··· Extrait présenté
Article body
Les années 1980 avaient vu apparaître plusieurs propositions de modèles de développement psychoreligieux qui sont devenus des classiques de la discipline, selon leur accent particulier. Pensons par exemple à Fowler sur le développement de « l’action de croire[1] » chez l’enfant et l’adulte, ou bien à Oser, Gmünder et Ridez, sur le développement des représentations de Dieu[2]. Ces modèles offraient des outils qui permettaient aux divers intervenants de s’intéresser aux personnes qui cheminent dans leur quête de sens plutôt que de prioriser les contenus à croire. Ils cherchaient à cibler l’un ou l’autre des dynamismes intérieurs que nous associons aujourd’hui au spirituel. Plusieurs décennies plus tard, les critiques du religieux en même temps que la reconnaissance accrue du spirituel par bon nombre de professionnels du monde de l’éducation ou de la santé, par exemple, appellent de nouveaux repères du spirituel qui tiennent compte à la fois des acquis des sciences sur les différentes facettes du développement des enfants et des adolescents, et du contexte concret, profondément transformé, dans lequel ils vivent — familial, social, culturel, religieux, technologique, écologique, etc.
Inspiré par le pédopsychiatre René Soulayrol[3], de même que par la chercheure universitaire en psychologie, Lisa Miller[4], le pédopsychiatre Michel Lemay propose d’explorer la vie intérieure des enfants et des adolescents, à partir de son point de vue scientifique. À chaque chapitre, qui correspond à l’une des grandes étapes du développement, proposées par la psychanalyse, l’auteur suggère un enjeu qu’il est possible de qualifier de spirituel. Je reprends ici ses grands titres. « L’aube de la vie ; en route vers un devenir » (jusqu’à 3 ans) ; « Ainsi s’actualise l’interrogation sur soi et sur l’environnement » (3 à 6 ans) ; « La rencontre entre le monde émotionnel et celui des connaissances » (6 à 12 ans) ; « Le temps des distanciations, des remises en cause et des réappropriations » (adolescence).
······
··· Données
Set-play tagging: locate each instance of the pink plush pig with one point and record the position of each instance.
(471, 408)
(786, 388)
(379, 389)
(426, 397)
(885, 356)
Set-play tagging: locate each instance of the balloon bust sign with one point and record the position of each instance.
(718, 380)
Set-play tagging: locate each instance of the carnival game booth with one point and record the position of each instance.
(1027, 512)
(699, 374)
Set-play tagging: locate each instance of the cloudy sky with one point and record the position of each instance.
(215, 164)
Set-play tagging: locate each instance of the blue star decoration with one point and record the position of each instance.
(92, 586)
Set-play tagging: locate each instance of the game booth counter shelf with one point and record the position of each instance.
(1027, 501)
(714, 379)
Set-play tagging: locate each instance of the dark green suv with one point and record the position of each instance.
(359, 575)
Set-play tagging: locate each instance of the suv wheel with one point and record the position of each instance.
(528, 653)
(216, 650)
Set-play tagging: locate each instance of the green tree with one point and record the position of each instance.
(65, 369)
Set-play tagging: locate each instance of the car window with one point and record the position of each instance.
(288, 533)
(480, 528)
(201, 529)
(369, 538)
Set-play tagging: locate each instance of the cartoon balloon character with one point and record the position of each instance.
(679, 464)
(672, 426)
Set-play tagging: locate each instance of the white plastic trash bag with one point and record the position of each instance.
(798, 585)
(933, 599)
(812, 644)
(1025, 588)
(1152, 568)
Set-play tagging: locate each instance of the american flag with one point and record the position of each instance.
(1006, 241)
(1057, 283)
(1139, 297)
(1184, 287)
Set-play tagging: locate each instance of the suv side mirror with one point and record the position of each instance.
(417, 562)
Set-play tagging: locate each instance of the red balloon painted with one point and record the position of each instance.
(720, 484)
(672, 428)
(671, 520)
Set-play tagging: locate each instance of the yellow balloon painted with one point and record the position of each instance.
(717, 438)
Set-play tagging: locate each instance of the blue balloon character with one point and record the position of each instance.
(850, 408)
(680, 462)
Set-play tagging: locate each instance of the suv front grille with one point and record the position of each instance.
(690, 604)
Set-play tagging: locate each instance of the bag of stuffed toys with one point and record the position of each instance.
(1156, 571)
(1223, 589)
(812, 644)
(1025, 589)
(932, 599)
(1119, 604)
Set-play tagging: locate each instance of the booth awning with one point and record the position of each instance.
······
Série d'exercices ▸
1 > Répondez aux questions suivantes sur le texte consacré au développement spirituel de l'enfant :
(a) Sur quoi portait le modèle d'Oser, Gmünder et Ridez ?
(b) Quelle est la profession de Michel Lemay ?
(c) Quel titre de chapitre correspond à la période de 6 à 12 ans ?
2 > Poursuivez le texte consacré au développement spirituel de l'enfant à la suite de sa dernière phrase.

Réponses attendues ▸
1 >
(a) Sur le développement des représentations de Dieu.
(b) Il est pédopsychiatre.
(c) « La rencontre entre le monde émotionnel et celui des connaissances ».

2 >
Dès le départ, Michel Lemay précise qu’il « n’adhère plus à une religion identifiée » (p. 2) en même temps qu’il accorde une grande importance à la quête de sens et au désir de se dépasser qui habitent aussi les jeunes. Fait intéressant, ce n’est qu’au moment de la synthèse, à la suite du chapitre au sujet des adolescents que l’auteur propose finalement de manière plus explicite ce qu’il entend par spirituel :
La démarche spirituelle à laquelle je fais ainsi allusion peut se définir de la manière suivante : elle est une tentative d’accompagner l’enfant dans sa façon de s’unifier à lui-même et à sa communauté de manière à pouvoir se regarder fièrement et humblement dans le miroir de sa propre vie. Elle est un lent cheminement qui lui permet d’avoir une certaine vision de soi et du monde, de donner un sens à ses interrogations et de découvrir les exigences qui en découlent.
p. 184
La compréhension du spirituel proposée par l’auteur s’inscrit donc dans une perspective tout aussi psychologique que morale. Elle vise la construction de l’identité en même temps que l’appartenance et la participation communautaires. Elle nourrit la responsabilité et la fierté en même temps que la conscience de ses limites.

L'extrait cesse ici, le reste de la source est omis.